GIVEN INSTRUCTION A => According to the lesson plan, how much class time does this lesson take?
-------- PASSAGE TO READ
Rick Hummel teachers IB English 1 and English 12 at Edison High School in Alexandria, Virginia.
What's On for Today and Why
This lesson is intended to serve as an introduction to Macbeth. Students inevitably find the witches to be among the most intriguing characters in the play; having them briefly focus on their appearances should "hook them" on the play. At the same time, they will be introduced to the character Macbeth and get a general sense of the major conflicts.
This lesson will take two 90-minute class periods.
What You Need
Folger edition of Macbeth
Available in Folger print edition and Folger Digital Texts
What To Do
1. Organize your class into small groups—performance troupes—and assign each group one of the witches scenes—1.1, 1.3.1-35, 1.3.36-86, 3.5, 4.1.1-38 and 4.1.44-75. (You need not assign all scenes; this will vary according to your class size.)
2. Have the groups "leap" into their scenes by performing a choral reading. Next, have them read the scene round-robin style, stopping (and passing on to the next reader) at all punctuation marks other than the comma.
3. Finally, let them finish reading their scenes in character. Require them to read the scenes two or three times, switching characters after each reading. At this point, students should be relatively familiar with the language and action in their respective scenes. Nevertheless, questions will abound.
4. Have the students spend the rest of this first day asking questions: What words are unfamiliar? What is puzzling and/or intriguing about the language? Who are these characters? What is happening in my scene? What happened just before it and what is likely to happen afterwards? Where should this scene be set? Who would I play? Why? How would I play her/him? This should begin as a group discussion. For homework, the students should answer these question in writing.
5. Have the students regroup and share the ideas they generated from their homework writing assignment.
----------------
GIVEN INSTRUCTION B => From the entries below, pull out every line that contains the string "rear".
-------- DATASET ENTRIES
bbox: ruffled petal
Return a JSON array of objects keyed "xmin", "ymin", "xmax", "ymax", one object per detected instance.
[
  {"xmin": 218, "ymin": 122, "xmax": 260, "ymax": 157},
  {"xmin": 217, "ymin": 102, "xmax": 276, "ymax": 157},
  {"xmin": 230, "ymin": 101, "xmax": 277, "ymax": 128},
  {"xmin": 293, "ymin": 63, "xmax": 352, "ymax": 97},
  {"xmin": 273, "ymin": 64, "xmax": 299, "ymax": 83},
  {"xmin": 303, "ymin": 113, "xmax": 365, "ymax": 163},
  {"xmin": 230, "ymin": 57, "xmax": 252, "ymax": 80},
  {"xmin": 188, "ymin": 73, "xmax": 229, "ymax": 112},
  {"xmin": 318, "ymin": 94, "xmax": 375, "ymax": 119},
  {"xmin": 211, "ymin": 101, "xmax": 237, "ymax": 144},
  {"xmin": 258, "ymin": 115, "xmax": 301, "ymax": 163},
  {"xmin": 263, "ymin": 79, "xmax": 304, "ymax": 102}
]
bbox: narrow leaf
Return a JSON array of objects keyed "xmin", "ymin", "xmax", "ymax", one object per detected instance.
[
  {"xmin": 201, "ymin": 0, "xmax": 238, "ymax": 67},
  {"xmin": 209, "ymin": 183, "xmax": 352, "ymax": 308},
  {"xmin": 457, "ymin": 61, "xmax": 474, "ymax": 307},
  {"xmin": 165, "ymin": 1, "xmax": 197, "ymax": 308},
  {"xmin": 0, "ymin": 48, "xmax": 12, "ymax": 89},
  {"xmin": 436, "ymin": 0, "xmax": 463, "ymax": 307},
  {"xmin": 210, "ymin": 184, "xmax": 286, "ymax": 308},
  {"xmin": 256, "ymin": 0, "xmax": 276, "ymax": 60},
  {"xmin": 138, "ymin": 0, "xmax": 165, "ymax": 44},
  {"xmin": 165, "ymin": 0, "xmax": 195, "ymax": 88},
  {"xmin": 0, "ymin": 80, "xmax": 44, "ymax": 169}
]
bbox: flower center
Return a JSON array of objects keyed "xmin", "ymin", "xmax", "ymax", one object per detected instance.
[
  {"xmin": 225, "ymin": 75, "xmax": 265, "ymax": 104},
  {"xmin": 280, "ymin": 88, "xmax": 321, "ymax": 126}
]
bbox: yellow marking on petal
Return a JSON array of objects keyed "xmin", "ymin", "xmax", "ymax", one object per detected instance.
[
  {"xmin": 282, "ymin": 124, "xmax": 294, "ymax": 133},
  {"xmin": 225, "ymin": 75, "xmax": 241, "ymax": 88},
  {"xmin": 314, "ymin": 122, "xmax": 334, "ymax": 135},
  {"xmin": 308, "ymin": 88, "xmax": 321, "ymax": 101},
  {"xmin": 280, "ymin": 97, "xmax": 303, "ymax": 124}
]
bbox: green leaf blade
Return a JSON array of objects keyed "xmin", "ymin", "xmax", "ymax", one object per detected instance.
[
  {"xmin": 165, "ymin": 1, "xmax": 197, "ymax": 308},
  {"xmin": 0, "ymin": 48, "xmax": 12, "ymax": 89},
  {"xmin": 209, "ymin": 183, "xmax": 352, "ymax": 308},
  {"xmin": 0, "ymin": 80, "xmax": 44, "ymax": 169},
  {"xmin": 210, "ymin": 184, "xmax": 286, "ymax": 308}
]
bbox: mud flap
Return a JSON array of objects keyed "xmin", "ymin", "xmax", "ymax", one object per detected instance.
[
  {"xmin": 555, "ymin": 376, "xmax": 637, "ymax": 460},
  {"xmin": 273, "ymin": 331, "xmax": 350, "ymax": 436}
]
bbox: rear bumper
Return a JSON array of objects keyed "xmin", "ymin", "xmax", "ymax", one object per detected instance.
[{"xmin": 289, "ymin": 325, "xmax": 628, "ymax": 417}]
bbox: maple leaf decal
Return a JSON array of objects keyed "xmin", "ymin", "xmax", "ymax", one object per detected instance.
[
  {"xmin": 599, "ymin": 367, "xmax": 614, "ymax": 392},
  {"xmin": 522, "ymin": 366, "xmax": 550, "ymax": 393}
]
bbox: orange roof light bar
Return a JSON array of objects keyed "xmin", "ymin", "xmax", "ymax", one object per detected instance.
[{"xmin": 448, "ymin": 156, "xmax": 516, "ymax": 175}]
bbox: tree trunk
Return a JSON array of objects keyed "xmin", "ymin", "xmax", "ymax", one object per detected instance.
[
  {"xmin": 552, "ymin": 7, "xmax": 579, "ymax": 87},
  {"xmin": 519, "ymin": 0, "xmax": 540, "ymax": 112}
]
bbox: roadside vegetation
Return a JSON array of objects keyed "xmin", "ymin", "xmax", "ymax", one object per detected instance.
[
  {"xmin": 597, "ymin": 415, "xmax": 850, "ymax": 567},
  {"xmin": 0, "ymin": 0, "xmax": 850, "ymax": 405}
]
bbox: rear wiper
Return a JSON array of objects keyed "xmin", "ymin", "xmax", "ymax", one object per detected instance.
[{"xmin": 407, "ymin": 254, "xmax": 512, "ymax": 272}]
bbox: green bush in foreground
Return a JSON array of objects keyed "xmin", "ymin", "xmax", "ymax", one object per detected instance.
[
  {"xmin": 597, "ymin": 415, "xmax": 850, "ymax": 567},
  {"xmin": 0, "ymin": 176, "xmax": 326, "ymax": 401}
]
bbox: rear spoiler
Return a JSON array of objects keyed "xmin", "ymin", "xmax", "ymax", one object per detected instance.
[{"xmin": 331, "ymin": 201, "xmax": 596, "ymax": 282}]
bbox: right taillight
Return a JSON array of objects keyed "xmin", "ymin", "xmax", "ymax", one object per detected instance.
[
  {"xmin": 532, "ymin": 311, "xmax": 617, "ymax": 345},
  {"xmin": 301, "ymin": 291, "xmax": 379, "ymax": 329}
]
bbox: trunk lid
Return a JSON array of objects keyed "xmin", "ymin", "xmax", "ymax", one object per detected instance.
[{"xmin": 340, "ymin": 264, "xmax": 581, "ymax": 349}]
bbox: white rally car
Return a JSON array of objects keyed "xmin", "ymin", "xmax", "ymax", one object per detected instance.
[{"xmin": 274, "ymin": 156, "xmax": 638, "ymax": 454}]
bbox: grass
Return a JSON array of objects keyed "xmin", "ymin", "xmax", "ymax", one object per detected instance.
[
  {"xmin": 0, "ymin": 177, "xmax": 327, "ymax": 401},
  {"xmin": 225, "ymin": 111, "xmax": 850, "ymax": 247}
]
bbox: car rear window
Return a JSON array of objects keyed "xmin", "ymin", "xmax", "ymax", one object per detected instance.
----------------
WRITTEN RESPONSE A => Two 90-minute class periods.

WRITTEN RESPONSE B =>
bbox: rear bumper
bbox: rear wiper
bbox: rear spoiler
bbox: car rear window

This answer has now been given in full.